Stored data
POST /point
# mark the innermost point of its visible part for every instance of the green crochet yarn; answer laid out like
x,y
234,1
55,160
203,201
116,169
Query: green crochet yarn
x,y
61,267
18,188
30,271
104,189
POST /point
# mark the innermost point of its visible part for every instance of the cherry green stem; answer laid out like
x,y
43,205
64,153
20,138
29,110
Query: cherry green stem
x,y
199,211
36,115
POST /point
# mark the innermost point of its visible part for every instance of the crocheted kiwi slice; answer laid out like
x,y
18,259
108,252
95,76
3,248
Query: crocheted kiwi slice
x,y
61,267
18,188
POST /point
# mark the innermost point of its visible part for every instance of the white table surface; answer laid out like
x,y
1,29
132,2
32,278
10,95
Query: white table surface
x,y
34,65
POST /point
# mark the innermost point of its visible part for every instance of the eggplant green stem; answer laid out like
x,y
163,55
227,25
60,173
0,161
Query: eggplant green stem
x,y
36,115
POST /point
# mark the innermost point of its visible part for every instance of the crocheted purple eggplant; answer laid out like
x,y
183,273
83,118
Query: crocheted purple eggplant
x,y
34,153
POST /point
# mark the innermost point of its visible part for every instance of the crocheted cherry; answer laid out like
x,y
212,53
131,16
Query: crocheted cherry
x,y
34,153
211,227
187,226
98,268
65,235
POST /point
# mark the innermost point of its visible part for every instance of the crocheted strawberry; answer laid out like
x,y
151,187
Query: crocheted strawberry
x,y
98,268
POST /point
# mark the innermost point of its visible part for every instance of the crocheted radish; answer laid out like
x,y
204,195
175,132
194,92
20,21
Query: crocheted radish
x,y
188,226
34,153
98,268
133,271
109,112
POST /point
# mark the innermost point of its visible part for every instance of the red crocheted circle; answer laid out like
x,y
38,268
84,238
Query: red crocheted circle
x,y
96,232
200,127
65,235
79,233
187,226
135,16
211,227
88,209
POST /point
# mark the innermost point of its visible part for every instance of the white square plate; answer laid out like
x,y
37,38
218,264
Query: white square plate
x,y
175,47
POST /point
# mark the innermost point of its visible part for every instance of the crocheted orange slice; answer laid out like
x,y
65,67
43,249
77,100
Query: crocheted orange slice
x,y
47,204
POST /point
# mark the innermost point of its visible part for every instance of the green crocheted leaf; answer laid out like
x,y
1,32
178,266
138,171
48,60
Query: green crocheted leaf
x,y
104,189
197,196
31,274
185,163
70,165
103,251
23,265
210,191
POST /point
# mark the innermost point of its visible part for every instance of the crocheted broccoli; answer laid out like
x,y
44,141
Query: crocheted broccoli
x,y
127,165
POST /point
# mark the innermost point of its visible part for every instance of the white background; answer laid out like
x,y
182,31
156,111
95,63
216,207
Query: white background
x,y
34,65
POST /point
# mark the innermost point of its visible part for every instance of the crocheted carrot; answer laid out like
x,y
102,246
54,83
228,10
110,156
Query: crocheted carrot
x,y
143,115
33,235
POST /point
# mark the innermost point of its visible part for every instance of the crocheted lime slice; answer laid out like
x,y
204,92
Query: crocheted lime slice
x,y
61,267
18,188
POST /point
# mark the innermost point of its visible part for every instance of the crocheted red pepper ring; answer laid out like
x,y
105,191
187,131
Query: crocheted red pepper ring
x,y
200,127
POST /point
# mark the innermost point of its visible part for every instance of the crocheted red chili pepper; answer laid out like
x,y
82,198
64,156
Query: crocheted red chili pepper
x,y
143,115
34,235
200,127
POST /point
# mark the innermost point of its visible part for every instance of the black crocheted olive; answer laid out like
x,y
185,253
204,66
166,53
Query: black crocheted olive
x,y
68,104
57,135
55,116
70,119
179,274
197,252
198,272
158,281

--

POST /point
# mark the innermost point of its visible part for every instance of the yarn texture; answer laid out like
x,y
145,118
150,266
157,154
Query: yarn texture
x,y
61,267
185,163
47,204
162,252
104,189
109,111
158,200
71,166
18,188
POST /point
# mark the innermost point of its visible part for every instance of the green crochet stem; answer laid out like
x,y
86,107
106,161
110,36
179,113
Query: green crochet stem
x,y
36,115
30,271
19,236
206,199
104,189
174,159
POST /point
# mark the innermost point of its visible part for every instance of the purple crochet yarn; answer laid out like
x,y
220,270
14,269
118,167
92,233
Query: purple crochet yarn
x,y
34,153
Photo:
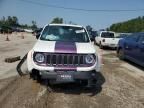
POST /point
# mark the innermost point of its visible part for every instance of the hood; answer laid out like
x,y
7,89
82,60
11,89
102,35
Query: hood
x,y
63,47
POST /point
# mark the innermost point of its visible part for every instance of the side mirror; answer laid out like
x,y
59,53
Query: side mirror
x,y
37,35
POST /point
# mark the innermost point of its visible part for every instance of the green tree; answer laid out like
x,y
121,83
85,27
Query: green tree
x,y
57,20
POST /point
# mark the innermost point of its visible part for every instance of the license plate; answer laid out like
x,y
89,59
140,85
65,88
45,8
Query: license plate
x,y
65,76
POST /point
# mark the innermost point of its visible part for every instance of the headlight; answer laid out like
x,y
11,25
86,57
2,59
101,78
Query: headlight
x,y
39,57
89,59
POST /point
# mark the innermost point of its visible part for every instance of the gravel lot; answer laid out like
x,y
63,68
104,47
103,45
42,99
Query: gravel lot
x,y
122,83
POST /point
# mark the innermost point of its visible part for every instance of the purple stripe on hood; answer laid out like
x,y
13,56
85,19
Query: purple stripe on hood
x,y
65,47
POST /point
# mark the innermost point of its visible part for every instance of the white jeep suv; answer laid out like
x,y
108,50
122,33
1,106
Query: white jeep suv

WHAT THE TASK ASKS
Leaving out each picture, repeat exactly the lines above from the one that contains "texture; answer laid out like" through the one that contains "Query: white jeep suv".

TASK OUTPUT
# mark the innermost point of its visible part for every instance of the yarn texture; answer laid out like
x,y
145,118
150,266
157,154
Query: yarn texture
x,y
61,267
185,163
47,204
162,252
104,189
109,111
158,200
71,166
18,188
POST /point
# mark the innermost point of its visible part for every instance of the green crochet stem; answer laid out like
x,y
86,107
106,161
110,36
179,113
Query: green crochet stem
x,y
36,115
30,271
19,236
206,199
104,189
174,159
POST /point
# mark the innermost point of its visible part for every instance of the purple crochet yarn; answer laid out like
x,y
220,270
14,269
118,167
92,233
Query: purple crochet yarn
x,y
34,153
Photo:
POST /point
# mark the innermost point of its visible part for every instance of the hood; answer laid out like
x,y
7,89
82,60
11,89
102,35
Query: hood
x,y
63,47
POST /point
# mark the innermost point of its visible part for every instance of the side mirror; answer laid out like
x,y
59,53
Query: side mirror
x,y
37,35
POST /point
# mark the innermost point of its visible part for every instance of the green tree; answer laid out like
x,y
121,83
85,27
Query: green tree
x,y
57,20
POST /point
# mark the innermost point of its visible part for every instance of the license plate; answer laid out like
x,y
89,59
140,85
65,88
45,8
Query: license plate
x,y
65,76
POST /point
# mark the innermost point of its visible part for every instance of the headlight; answer laid out like
x,y
11,25
86,57
2,59
101,78
Query: headlight
x,y
39,57
89,59
POST /point
# mark the innermost point of its visible part for every instance of the gravel lot; answer laid out like
x,y
63,68
104,47
103,45
42,99
Query: gravel lot
x,y
122,83
POST /point
# mark the innermost point of its visible part for every instance of the purple stripe on hood; answer laid out like
x,y
13,56
85,19
Query: purple stripe on hood
x,y
65,47
POST /point
# mark the innermost point of its visible part for every instance of the white jeep suv; answer laid out like
x,y
108,50
122,33
1,106
Query: white jeep suv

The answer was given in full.